→ **EXCERPTED PASSAGE**:
- - -

I have emotional instability while I'm doing EMDR therapy for PTSD the therapy and what we're talking about makes my moods unstable.
After a bad mood swing episode I went to a psychiatrist in urgency and he prescribed escitalopram 10mg he warned me of the side effects (anxiety and such) and informed me I would not feel any noticeable change in mood until 1-4weeks minimum. Today I took the first dose 5mg and felt first in the clouds and depersonalized, then the anxiety he warned me about this doesn't concern me as I'm aware its normal later in the day... the thing is I felt so... happy, I felt so so happy, I didn't have that dragging feeling I always did, I sat down and did so many things and felt very happy and almost felt like I couldn't feel sad.
I know I shouldn't complain it felt amazing to feel happy and I felt like superwoman BUT I'm also concerned it acted that fast when I was told it would take time.
I'm afraid even the 5mg is too much and next week I should double the dose which I am NOT
I unfortunately don't see him until next month and I dont feel that much happiness from that dose is okay so im thinking of not taking the second dose or any other until I see him in a month just to be safe. I think its better to stop if its only one dose rather than continue and have it be harder after many doses. Will it affect in any way that I already took half a pill? Can I stop it?

- - -

→ **RECORD SET**:
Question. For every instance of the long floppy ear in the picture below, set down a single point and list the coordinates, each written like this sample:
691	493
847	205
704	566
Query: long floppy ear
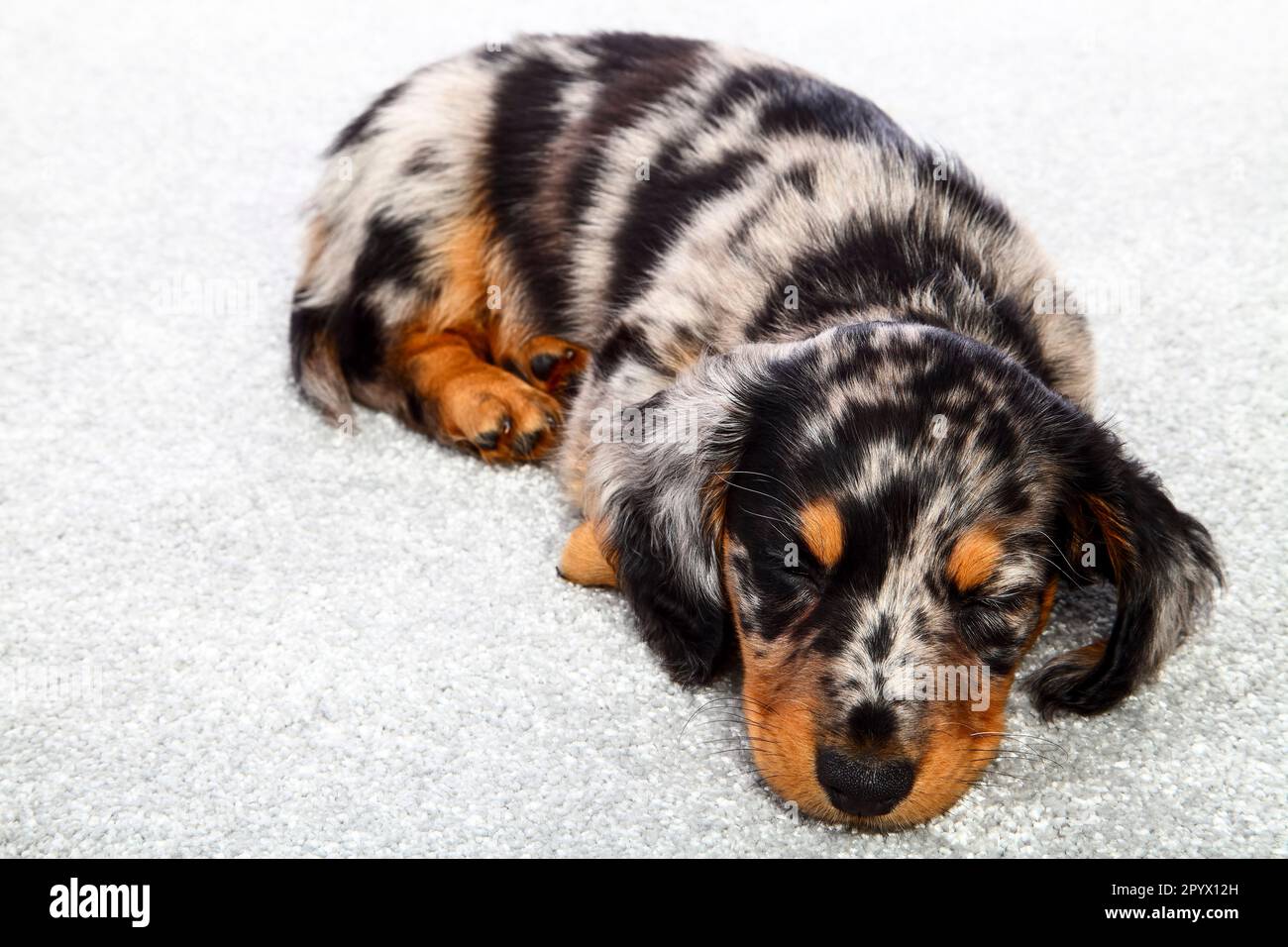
656	487
1126	530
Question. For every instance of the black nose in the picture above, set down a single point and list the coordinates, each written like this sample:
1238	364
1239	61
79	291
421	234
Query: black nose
863	787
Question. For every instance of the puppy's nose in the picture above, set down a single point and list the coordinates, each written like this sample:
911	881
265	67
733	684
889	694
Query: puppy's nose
863	787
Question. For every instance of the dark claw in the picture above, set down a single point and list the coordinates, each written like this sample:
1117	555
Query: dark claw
542	365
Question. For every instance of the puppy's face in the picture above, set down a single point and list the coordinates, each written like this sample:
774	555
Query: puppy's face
884	513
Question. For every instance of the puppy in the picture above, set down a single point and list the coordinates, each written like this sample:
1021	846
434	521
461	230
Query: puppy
812	407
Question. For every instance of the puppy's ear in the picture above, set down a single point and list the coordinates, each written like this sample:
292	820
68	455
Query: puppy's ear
1124	528
656	486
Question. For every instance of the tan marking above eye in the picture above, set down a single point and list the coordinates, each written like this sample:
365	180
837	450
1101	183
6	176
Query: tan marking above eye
823	531
974	558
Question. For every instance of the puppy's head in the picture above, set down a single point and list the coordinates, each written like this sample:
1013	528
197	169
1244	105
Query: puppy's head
875	522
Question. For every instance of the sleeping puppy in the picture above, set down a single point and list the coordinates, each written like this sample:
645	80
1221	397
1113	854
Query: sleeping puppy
807	393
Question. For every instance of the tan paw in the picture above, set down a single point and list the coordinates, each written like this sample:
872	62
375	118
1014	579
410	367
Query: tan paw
501	416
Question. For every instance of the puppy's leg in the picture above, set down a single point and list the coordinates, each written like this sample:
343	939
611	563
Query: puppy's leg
460	397
584	560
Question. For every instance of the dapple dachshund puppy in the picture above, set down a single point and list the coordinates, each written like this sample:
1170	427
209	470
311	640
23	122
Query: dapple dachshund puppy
867	447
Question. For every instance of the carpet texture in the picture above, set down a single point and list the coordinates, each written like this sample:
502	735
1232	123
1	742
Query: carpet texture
230	630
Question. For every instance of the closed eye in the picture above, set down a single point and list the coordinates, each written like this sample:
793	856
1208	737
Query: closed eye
800	565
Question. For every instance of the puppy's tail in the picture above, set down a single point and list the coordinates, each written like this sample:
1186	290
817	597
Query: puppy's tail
316	364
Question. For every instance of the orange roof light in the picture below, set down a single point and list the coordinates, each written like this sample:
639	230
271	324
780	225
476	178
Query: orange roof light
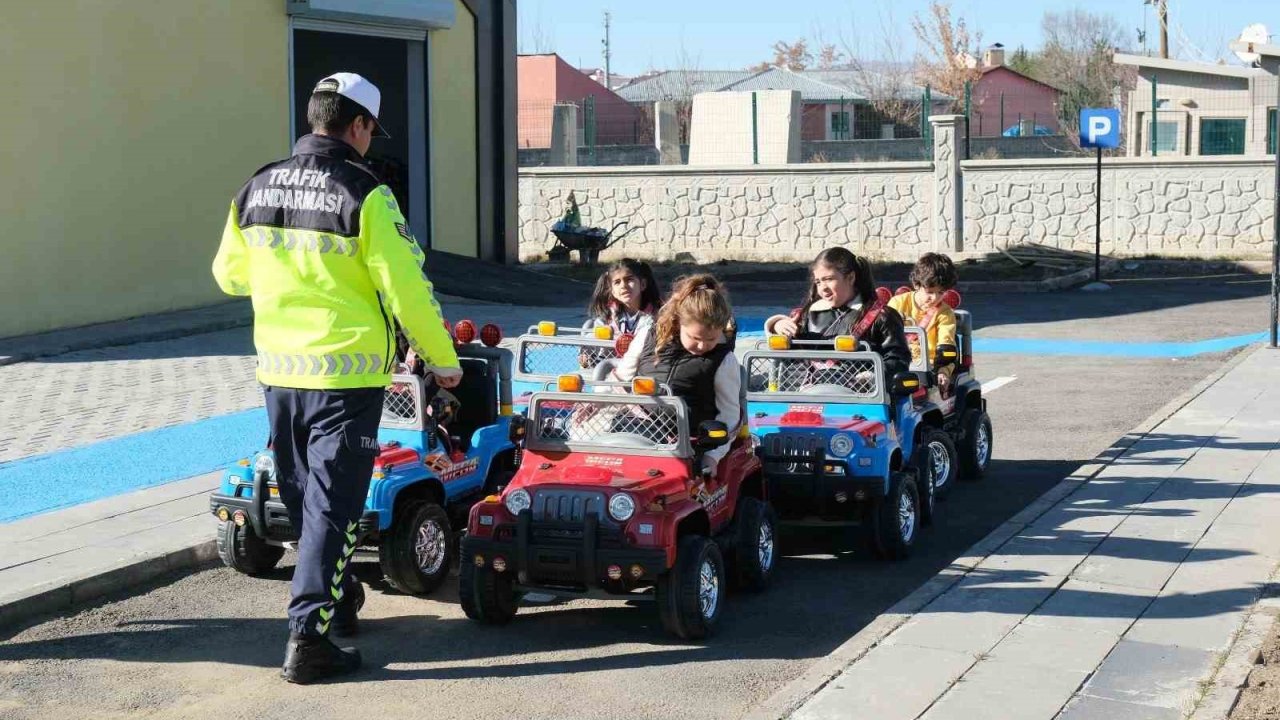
465	331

- - -

→ **WORK INSTRUCTION**: Copy out the post above about the first dose of escitalopram in full, word for word, keeping every sentence and its original spelling and punctuation.

→ **REPLY TO THE EXERCISE**:
I have emotional instability while I'm doing EMDR therapy for PTSD the therapy and what we're talking about makes my moods unstable.
After a bad mood swing episode I went to a psychiatrist in urgency and he prescribed escitalopram 10mg he warned me of the side effects (anxiety and such) and informed me I would not feel any noticeable change in mood until 1-4weeks minimum. Today I took the first dose 5mg and felt first in the clouds and depersonalized, then the anxiety he warned me about this doesn't concern me as I'm aware its normal later in the day... the thing is I felt so... happy, I felt so so happy, I didn't have that dragging feeling I always did, I sat down and did so many things and felt very happy and almost felt like I couldn't feel sad.
I know I shouldn't complain it felt amazing to feel happy and I felt like superwoman BUT I'm also concerned it acted that fast when I was told it would take time.
I'm afraid even the 5mg is too much and next week I should double the dose which I am NOT
I unfortunately don't see him until next month and I dont feel that much happiness from that dose is okay so im thinking of not taking the second dose or any other until I see him in a month just to be safe. I think its better to stop if its only one dose rather than continue and have it be harder after many doses. Will it affect in any way that I already took half a pill? Can I stop it?